**** EXERCISE MATERIAL

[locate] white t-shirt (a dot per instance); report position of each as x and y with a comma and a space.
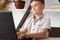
34, 26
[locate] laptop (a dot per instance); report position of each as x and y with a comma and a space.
7, 28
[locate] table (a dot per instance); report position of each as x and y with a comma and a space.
51, 38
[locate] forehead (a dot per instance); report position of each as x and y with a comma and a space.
35, 2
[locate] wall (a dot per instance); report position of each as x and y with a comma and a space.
18, 13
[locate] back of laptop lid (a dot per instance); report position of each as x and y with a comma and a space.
7, 28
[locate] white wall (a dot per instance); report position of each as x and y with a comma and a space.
54, 16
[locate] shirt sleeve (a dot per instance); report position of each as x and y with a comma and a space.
25, 25
46, 23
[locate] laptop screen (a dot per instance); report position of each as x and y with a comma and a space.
7, 28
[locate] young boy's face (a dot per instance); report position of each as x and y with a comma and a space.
37, 7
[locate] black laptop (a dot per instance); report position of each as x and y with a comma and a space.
7, 28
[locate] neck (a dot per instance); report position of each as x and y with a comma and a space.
37, 17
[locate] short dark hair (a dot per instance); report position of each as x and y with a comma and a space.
42, 1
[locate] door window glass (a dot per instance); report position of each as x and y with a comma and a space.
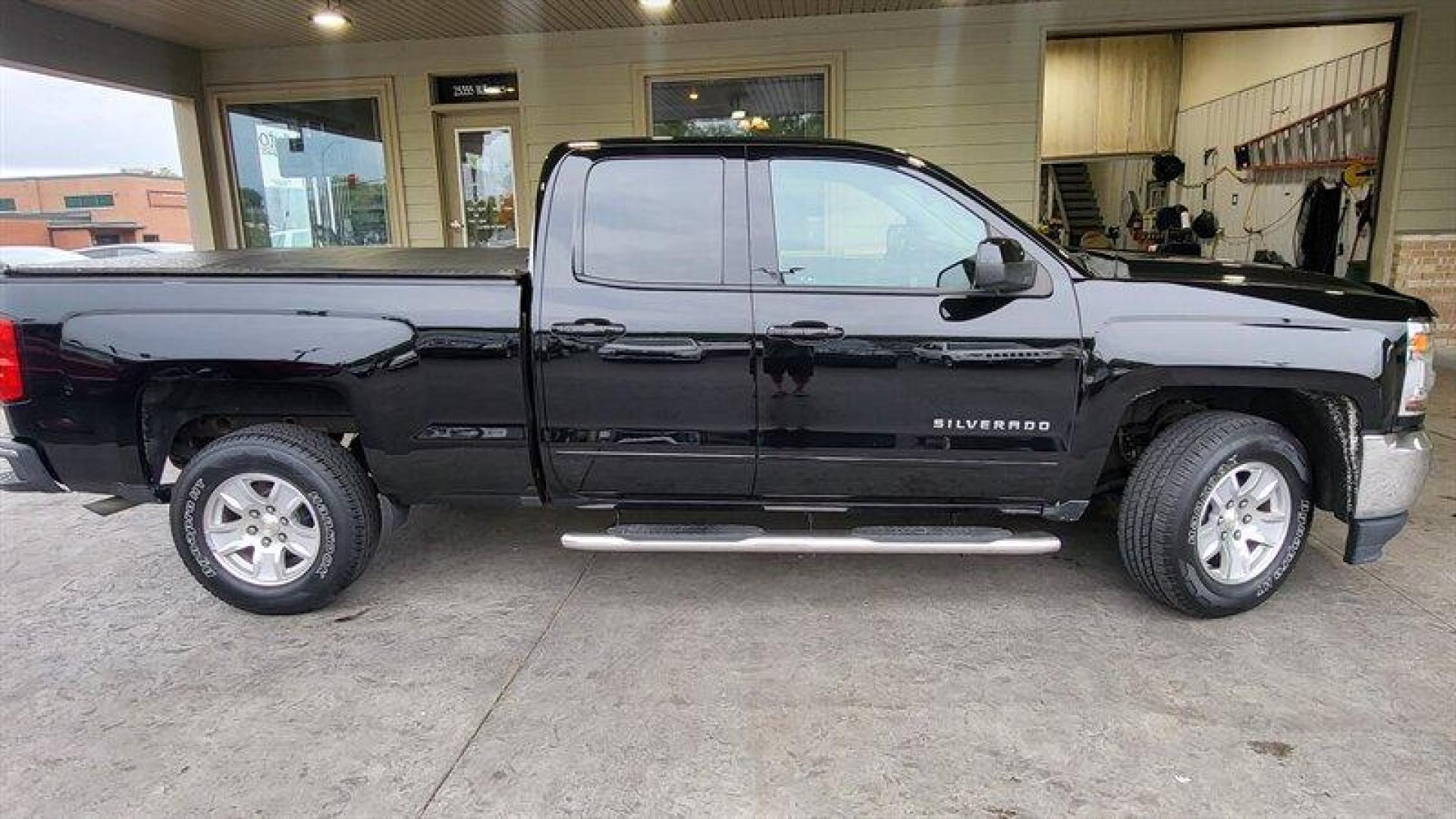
789, 105
854, 224
310, 172
655, 221
487, 187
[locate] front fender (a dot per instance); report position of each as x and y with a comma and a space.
1138, 356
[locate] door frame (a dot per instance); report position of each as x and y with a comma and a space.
447, 159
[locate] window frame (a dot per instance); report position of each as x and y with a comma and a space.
734, 265
766, 241
829, 64
381, 89
66, 202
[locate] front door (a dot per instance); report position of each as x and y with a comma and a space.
881, 373
479, 156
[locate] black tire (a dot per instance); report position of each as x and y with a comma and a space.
334, 483
1165, 497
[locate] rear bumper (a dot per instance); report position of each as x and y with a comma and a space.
22, 469
1392, 471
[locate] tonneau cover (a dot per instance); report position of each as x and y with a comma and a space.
446, 262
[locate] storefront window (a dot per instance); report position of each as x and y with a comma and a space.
310, 174
487, 187
788, 105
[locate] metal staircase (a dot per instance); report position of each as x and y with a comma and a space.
1068, 190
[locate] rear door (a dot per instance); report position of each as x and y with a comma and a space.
644, 328
878, 376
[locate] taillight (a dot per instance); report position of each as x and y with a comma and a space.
11, 385
1420, 368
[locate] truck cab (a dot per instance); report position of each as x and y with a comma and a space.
764, 260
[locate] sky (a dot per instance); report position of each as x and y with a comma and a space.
55, 126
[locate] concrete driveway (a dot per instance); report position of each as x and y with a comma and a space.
479, 670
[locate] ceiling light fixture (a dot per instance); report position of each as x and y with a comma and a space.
331, 17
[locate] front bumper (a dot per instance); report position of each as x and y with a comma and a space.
22, 469
1392, 471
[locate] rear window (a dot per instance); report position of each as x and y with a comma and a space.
655, 221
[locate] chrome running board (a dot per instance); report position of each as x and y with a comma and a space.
867, 539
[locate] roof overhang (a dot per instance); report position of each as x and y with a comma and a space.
213, 25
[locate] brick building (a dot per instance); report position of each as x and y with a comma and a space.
95, 209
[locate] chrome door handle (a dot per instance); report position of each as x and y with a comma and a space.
588, 328
791, 333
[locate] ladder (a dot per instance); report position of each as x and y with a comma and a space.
1335, 136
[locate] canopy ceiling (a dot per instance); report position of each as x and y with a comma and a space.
248, 24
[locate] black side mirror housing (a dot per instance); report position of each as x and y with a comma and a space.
1002, 267
999, 265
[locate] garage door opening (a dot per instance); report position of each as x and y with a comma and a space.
1253, 145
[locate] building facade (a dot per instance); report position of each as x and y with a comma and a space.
425, 123
99, 209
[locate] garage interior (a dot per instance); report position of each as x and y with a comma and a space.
1253, 145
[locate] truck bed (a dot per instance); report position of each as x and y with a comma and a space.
372, 262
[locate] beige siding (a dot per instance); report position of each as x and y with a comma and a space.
959, 86
1427, 199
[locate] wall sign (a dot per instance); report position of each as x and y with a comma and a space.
475, 88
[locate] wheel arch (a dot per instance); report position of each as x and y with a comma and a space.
181, 417
1327, 425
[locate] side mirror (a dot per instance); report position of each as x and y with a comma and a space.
999, 265
1002, 267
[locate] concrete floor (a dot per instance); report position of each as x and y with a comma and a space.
479, 670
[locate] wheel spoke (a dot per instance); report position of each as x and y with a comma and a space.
1272, 519
231, 547
303, 542
268, 563
1237, 560
1222, 494
232, 496
287, 499
1209, 539
1264, 485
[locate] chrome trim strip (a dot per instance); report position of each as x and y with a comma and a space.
934, 461
1392, 471
804, 542
619, 453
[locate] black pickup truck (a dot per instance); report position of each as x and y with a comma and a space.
726, 328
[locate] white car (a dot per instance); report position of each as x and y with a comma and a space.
36, 254
134, 249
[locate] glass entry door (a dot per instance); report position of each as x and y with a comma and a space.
479, 162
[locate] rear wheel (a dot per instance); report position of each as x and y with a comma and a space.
1216, 512
275, 519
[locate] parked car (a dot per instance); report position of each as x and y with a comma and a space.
306, 395
36, 254
133, 249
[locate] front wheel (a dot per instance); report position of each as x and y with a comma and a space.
275, 519
1216, 512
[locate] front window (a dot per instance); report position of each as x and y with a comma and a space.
785, 105
91, 200
854, 224
310, 174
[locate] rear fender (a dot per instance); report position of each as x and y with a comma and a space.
172, 368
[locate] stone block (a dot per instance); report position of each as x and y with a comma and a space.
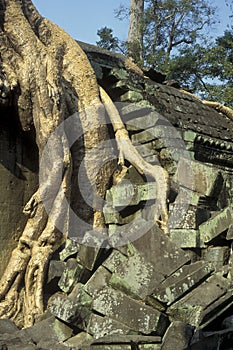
7, 326
112, 216
89, 250
48, 330
156, 132
216, 256
186, 238
79, 340
134, 314
71, 248
216, 225
55, 270
71, 275
73, 309
114, 261
132, 96
182, 282
98, 280
144, 119
204, 303
128, 194
137, 275
149, 347
229, 235
186, 216
127, 339
100, 327
199, 177
110, 347
177, 336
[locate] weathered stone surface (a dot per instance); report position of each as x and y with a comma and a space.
79, 340
182, 281
98, 280
124, 195
137, 275
7, 326
149, 347
19, 180
100, 327
216, 256
177, 336
89, 250
216, 225
199, 306
199, 177
156, 132
110, 347
131, 338
112, 216
71, 248
48, 330
229, 235
55, 270
72, 309
114, 261
186, 238
212, 340
132, 313
71, 275
143, 118
187, 216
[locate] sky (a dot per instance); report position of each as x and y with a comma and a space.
81, 19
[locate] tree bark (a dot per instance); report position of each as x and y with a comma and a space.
52, 80
135, 33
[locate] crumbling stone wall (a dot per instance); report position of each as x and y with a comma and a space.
154, 291
18, 174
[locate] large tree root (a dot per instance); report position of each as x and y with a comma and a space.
129, 152
53, 79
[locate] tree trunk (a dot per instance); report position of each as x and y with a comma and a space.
56, 92
135, 33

********

Copy out all the records exactly, excluding pictures.

▶ [CORRECT RESULT]
[locate] white t-shirt (a dot per instance); report position of each as x and y with a comma and a space.
34, 26
[locate] laptop (a dot per instance); report position of each as x and y with a comma and a space.
7, 28
[locate] table (a dot per instance); report position of each as x and y with a comma and a space.
51, 38
[locate] forehead (a dot per instance); report position of each as x and y with a comma and a space.
35, 2
[locate] wall (a dot per instance); report position of each as x and y with a comma and a space.
18, 13
[locate] back of laptop lid (a dot per instance); report position of each as x and y with a comma and a space.
7, 28
[locate] white wall (a dot per instance); report position of each as x and y with a comma and a space.
54, 16
[locate] shirt sleeve (a dot per instance); report position of each as x and y with a comma and a space.
25, 25
46, 23
[locate] laptop screen (a dot per instance); report position of each as x and y with a comma and a space.
7, 28
[locate] young boy's face (a dot per instance); report position of each as x and y with a comma and a space.
37, 7
[locate] black laptop (a dot per instance); report position of each as x and y with a comma and a space.
7, 28
[locate] neck (a dot per instance); report position of each as x and y with a comma and a space.
37, 17
[locate] short dark hair (a dot per instance); report position of each as x and y with a comma and a space.
42, 1
[locate] door window glass (a dot per instance); report position of each as x and y with a comma and a space.
789, 105
854, 224
310, 172
655, 221
487, 187
[locate] front fender (a dot per instance); report position of each as x and y with a comma and a space.
1138, 356
[locate] door frame (a dot per instance); report position of each as x and y with a comma and a space.
447, 159
[locate] window frame (a dot per instance); report position of each as x and y with a comma and a space.
734, 265
766, 241
829, 64
381, 89
66, 202
[locate] front door (a dot per instance); report position of each as x and y with a comma and a space.
881, 373
479, 156
[locate] black tire (a dot per instance); report position of each as x and y with a comma and a space.
334, 483
1165, 497
[locate] rear bumper (a dot per instance); report position of each as x and y with a comma and a space.
22, 469
1392, 471
[locate] tonneau cover (a dot per instance); report position of each as x and y with a comma and a space.
446, 262
[locate] storefront window (a dot per instance); report position of each as x and y with a comma and a space.
310, 174
487, 187
788, 105
[locate] metal staircase (a dot per instance); report position of each as x and y with a comma and a space.
1068, 190
[locate] rear door (a dot per instance); report position of each as x and y with a comma and a space.
644, 328
878, 376
[locate] taillight (a dot per instance); report position of each as x and y with a comma and a space.
11, 385
1420, 368
[locate] truck cab (a dot per instance); report position of each as x and y with a comma and a space.
764, 260
[locate] sky (a dot per instance); report position of each as x and y with a comma and a space.
55, 126
[locate] concrete driveway (a dot per instance); report position of each as x and y with a comma and a space.
479, 670
[locate] ceiling light fixture (a dot per instance); report position of each as x and y with a comma and a space.
331, 17
[locate] front bumper (a dot per instance); report position of each as x and y with a comma and a space.
22, 469
1392, 471
[locate] rear window (a dot per instance); report position of each as x and y with a comma and a space.
655, 221
[locate] chrome running board (a dot per instance); report position of each as x and y with a comma and a space.
867, 539
[locate] roof overhang (a dot per instance); report position of each as x and y with a comma and a space.
213, 25
[locate] brick building (a dot per instance); report position of each as x and y with a comma and a space.
95, 209
[locate] chrome door handle (a dot per instance); report position of each as x and y with a comma and a space.
588, 328
791, 333
[locate] ladder (a dot per instance); report position of each as x and y with a comma and a space.
1335, 136
[locate] canopy ceiling (a dot per instance); report position of each as x and y with a comma and a space.
248, 24
[locate] black side mirror housing (a dot per instance); report position of each as x and y with a comma and a space.
1002, 267
999, 265
[locate] garage door opening (a dot per instance); report position of each as x and y with a comma and a space.
1253, 145
[locate] building facade (a dot per instance); report position of each as x and y with a comma and a space.
425, 123
99, 209
[locate] garage interior (a dot per instance); report position of each as x and y with a comma and a space.
1253, 145
[locate] truck bed (a dot per instance); report position of each as x and y with a comma and a space.
372, 262
[locate] beige siding (a dot per instance); report position of each as x and y with a comma and a space.
959, 86
1427, 199
[locate] wall sign (a dot per instance); report position of each as x and y with a comma and a space.
475, 88
[locate] wheel arch (a dot per instance); report position of each as x and y with a comma and a space.
181, 417
1327, 425
[locate] side mirror (a dot per instance); report position of each as x and y with a comma and a space.
999, 265
1002, 267
[locate] concrete floor (a dot per instance); report position of each as x and y with a comma and a space.
479, 670
[locate] wheel spoke (a dot per instance); report position of each as x and y with a comma and a space.
1272, 519
231, 547
303, 542
268, 563
1237, 560
1222, 494
232, 496
287, 499
1209, 539
1264, 485
[locate] chrome trim strip (a dot per instance); report position of each as x and y with a comma and a space.
934, 461
1392, 471
804, 542
619, 453
[locate] black pickup truck (a dot per instance); report position of each as x and y with a comma and a space.
726, 328
[locate] white car (a dot per instance); report position of each as x and y with a comma and a space.
36, 254
134, 249
[locate] glass entry door (a dot per instance); report position of each as x and y with a comma and a space.
479, 162
[locate] rear wheel (a dot per instance); report position of each as x and y with a comma and a space.
1216, 512
275, 519
[locate] parked car (a dot per instance); report position of each as x and y with a comma and a space.
306, 395
36, 254
133, 249
[locate] front wheel (a dot per instance); report position of each as x and y with a comma and a space.
275, 519
1216, 512
[locate] front window (a dot per instance); report position of each as x and y with a comma and a space.
785, 105
91, 200
854, 224
310, 174
[locate] rear fender (a dot per instance); report position of each as x and y with a comma and a space.
172, 368
[locate] stone block (a dot per instance); report position of each as x and y with a comma and a space.
7, 326
112, 216
89, 250
48, 330
156, 132
216, 256
186, 238
79, 340
134, 314
71, 248
216, 225
55, 270
71, 275
73, 309
114, 261
132, 96
182, 282
98, 280
144, 119
204, 303
128, 194
137, 275
149, 347
229, 235
186, 216
127, 339
100, 327
199, 177
110, 347
177, 336
[locate] weathered stone surface (a dot per instance); report position of each as x and y with a comma and a space.
79, 340
182, 281
98, 280
124, 195
137, 275
7, 326
149, 347
19, 180
100, 327
216, 256
177, 336
89, 250
216, 225
199, 306
199, 177
156, 132
110, 347
131, 338
112, 216
71, 248
48, 330
229, 235
55, 270
72, 309
114, 261
186, 238
212, 340
132, 313
71, 275
143, 118
187, 216
[locate] sky (a dot per instance); report position of each as x and y with a comma and a space.
81, 19
[locate] tree bark (a dot per instance); report position of each as x and y with a comma and a space.
52, 80
135, 33
[locate] crumbling stone wall (a dot per instance); report position of each as x and y with a comma and a space.
154, 291
18, 174
[locate] large tree root (a dot per instance); report position of each as x and y with a comma and a space.
129, 152
53, 79
[locate] tree trunk (a dot per instance); report position of each as x and y with a comma and a space.
56, 92
135, 33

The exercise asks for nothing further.